# start of DOCUMENT EXTRACT
Click here to check out photos from my Seagals Autograph party!
January 8th, 2007
Let's Go SEAHAWWWWWWWWKS!!! What an amazing game, Gangster. I'm still reeling. You've gotta admit, we had it coming, though. After we choked away the Arizona, San Fran and Diego games, you had the feeling we weren't going to let it happen to us again. Even if Romo holds down the ball and Gramatica kicks the field goal through, You still had to feel like we had a good chance of winning with more than a minute left and Matt Hasselbeck at the helm. It sure as hell was nice to not have to even worry about it, though. See ya, Dallas. Have a nice off season, Jerry Jones, spending some more of your big Texas money on a phantom championship. They haven't won a playoff game in 10 years and, in my opinion, it couldn't happen to a better bunch of guys. Ha! Even if we get pummelled by Chicago, at least we sent the Cowboys home. Terrell Owens, not a factor. Boy, he didn't have much to say after the game, either, did he. Where's the mouth now, T.O.? Hey, Jerry Jones, where's Keyshaun when you need him? He he he... Oh, Man, what a great feeling. It's fricken great to be a Seahawks fan right now. So, oh yeah, tomorrow, the Seagals come in for my little penthouse party I'm throwing after defeating Sequoia in Ricker's Pickers. I'll post a bunch of pictures for you, Big Baller. 'Til then, Ginormous Player!!! (check out the pic with my Dog Mo Yosef of US Home Mortgage at www.truezerodown.com ).

January 3rd, 2007
Happy New Year, Gangsters and Gir's! It feels pretty damn great to have successfully made it through another year to tell the stories. And it also feels pretty damn great to have beaten the delicious Seagal, Sequoia, in the challenge known as Ricker's Pickers. That's right, it's been a long arduous road to victory, but the final dagger has been planted and your negro has been crowned Champion!!!! Therefore, my Ginormous Gangster, the pennance must be paid in full. The loser, the temptress, Sequoia, must uphold her promise and attend a get-together with her feathered friends from the NFC Champion Seattle Seahawks for a ho-down of a throw-down! I've been planning for this. I've decided that instead of holding the party (where the ladies will assuredly sign autographs and seal them with their aromatic breath) at a bar, I'm going to present this wondrous event to my Gangsters right here at the radio station. Exactly! Why hold it in a medial site where the entire event will be impersonal? No way, I'm having it right here in my own living room where you can hang with the girls, me, and be a part of the action by taking place in my on-air-broadcast. It's goin' down next tuesday, the 9th, and the only way to get in is to win tickets on my show. 10 Gangsters and their guests are gonna help me celebrate with food and good comradarie. You'll go home with some Seahawks Schwag and some KISW Schwag, to boot. Register to win on here on my home page, or do it on air during my show. Kick ass, Big Baller!!!
# end of DOCUMENT EXTRACT
# start of INFORMATION SUPPLIED
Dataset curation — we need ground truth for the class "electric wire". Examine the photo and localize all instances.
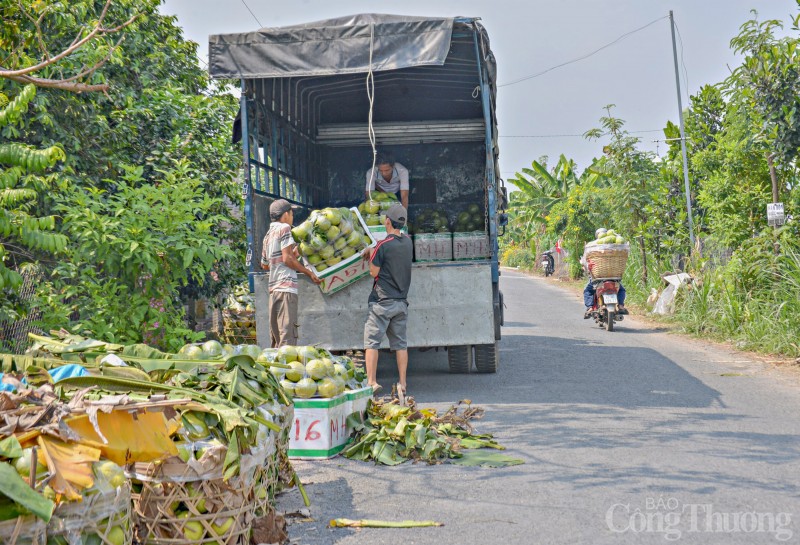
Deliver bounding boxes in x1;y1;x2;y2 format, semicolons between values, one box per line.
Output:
366;24;378;199
672;17;691;107
498;129;663;138
242;0;264;28
497;15;669;87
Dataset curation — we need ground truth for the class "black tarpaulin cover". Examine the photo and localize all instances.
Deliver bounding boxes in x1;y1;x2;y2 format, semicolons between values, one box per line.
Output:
208;13;453;79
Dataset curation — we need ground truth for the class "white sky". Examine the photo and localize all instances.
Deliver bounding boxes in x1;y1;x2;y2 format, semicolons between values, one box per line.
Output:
161;0;797;183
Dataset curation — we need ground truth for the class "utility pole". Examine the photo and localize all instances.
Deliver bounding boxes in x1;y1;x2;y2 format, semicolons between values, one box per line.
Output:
# end of INFORMATION SUPPLIED
TO BE DONE:
1) In the Seahawks blog posts, why is the January 3rd, 2007 autograph party being held at the radio station rather than at a bar? Answer in one to three sentences.
2) Extend the Seahawks blog posts with a new passage that follows on from their final sentence, "Kick ass, Big Baller!!!"

ANSWERS PER TASK:
1) The writer calls a bar a "medial site" where the event would feel impersonal. Holding it at the station, described as "my own living room," lets guests hang out with the Seagals and the host and be part of the on-air broadcast.

2)
December 26th, 2006
Well, it's the day after Christmas and I've got to say that I love doing the Top 999 countdown, Man. It's refreshing to hear some of these tunes once a year. Ya know what I mean, like, I don't want to hear a lot of them every day, but I love being caught a little off guard. That's something I like to pride myself in, is doing just that--being somewhat unpredictable for my listeners. However, once a year, it's my turn to be surprised and it makes me love this music that much more. So, I hope you got what you wanted for Christmas. I got a 4 pack of Red Bulls and $20 gift card for Hollywood Video from Mom. Sgt. Hairclub gave everybody a kick ass bottle of red wine which I will swill with a particular Baby Girl. And this Rockahaulic chick named Dirt Hauler gave me a bottle of ice cold Jaegermeister. And, of course, Sir Isaac Lime bestowed a fresh box of Otter Pops on me, the generous little green fellow. I couldn't be happier! And now if new Years Eve would hurry up, I can open the Jaegy and the Otter Pops... Happy Holidays!
December 20th, 2006
I'm furious! I just wrote a long-ass blog entry, went to save it, and the computer tweeked out and erased everything I wrote. Oh, well, you really didn't miss anything. I basically informed you about how during my last 4 days of being bed-ridden with the flu, I was beginning to refer to myself as "Precious" in my fevered state. Yeah. Listen, I don't care how sick you get, when your eyes begin bugging out like Gollum because you haven't left your crib in 4 days, you may want to walk out back for some fresh air. That's why I came back to do my radio show when I should still be home in bed. I couldn't take it any more. Believe me, when you do this for a living and you take pride in your program, it becomes a necessity for your happiness. If I go too long without feeling the love from my Gangster Rockaholics, I get detatched and depressed. I love doing my show. Believe it!
December 15th, 2006
I know I inform you on the air about how you can catch up with your knowledge of All My Otter Pops on this fantastic blog, so here's what's happening, Gangster. It was a big week in the particular developements that affect the characters that have become so famous in the 10 o'clock hour on my program. Sir Isaac Lime phoned in from Disneyworld where he ran into none other than...GENGHIS GRAPEFRUIT KAHN! The dreaded warlord was first seen in the china section of the It's A Small World ride and there, he and Sir Isaac Lime, broke bread. Now, it seems, they plan to invest in one another's product, creating a possible merger between their respective flavors since grapefruits and limes can both be harvested in the state of Florida. Meanwhile, Biggie Figgie is unhappy with the potential influx of immigrants making their way from Mongolia to Miami where many of his gangsters live. Being the street entreprenuer, however, he has considered the possibility of a spike in the crack business, or possibly opening a chain of Mongolian restaurants.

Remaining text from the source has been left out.